Copy the data word for word, starting at the line that contains "the water reflection" and running through the last line of the data, both ends included.

→ Dataset excerpts on object pointing
start

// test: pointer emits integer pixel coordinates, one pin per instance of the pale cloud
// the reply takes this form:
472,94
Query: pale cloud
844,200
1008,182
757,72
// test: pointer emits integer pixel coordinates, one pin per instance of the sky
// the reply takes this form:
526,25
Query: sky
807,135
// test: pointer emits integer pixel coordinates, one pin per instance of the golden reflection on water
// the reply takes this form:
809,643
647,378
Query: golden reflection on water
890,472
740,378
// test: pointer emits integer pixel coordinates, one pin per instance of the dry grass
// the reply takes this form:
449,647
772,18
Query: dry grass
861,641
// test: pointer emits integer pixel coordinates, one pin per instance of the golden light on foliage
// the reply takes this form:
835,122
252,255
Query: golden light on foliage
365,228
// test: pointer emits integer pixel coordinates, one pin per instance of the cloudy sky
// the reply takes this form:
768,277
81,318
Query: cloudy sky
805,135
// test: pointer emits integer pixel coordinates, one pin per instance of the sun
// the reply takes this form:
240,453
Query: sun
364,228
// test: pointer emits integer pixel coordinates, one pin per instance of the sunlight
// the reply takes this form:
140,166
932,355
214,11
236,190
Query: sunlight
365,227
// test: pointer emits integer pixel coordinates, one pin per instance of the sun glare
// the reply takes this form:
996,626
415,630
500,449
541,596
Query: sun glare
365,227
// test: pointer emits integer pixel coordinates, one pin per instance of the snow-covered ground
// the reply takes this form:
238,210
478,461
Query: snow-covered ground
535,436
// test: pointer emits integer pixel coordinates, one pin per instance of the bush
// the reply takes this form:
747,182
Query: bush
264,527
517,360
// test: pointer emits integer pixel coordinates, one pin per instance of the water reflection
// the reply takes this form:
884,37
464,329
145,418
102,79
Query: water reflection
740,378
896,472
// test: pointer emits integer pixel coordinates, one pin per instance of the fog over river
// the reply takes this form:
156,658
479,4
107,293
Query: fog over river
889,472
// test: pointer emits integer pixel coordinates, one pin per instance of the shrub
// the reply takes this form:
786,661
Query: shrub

end

→ In response
// test: pointer emits integer pixel coordinates, one pin per instance of the water reflection
// the reply takes this form:
884,37
464,329
145,418
102,79
Query: water reflection
740,378
896,472
// test: pointer emits integer pixel coordinates, one pin per instance of the fog over river
// the reply takes this form:
156,658
479,4
107,293
Query: fog over river
889,472
// test: pointer emits integer pixel coordinates, one pin per instance of the shrub
// the reply takes this form:
786,661
Query: shrub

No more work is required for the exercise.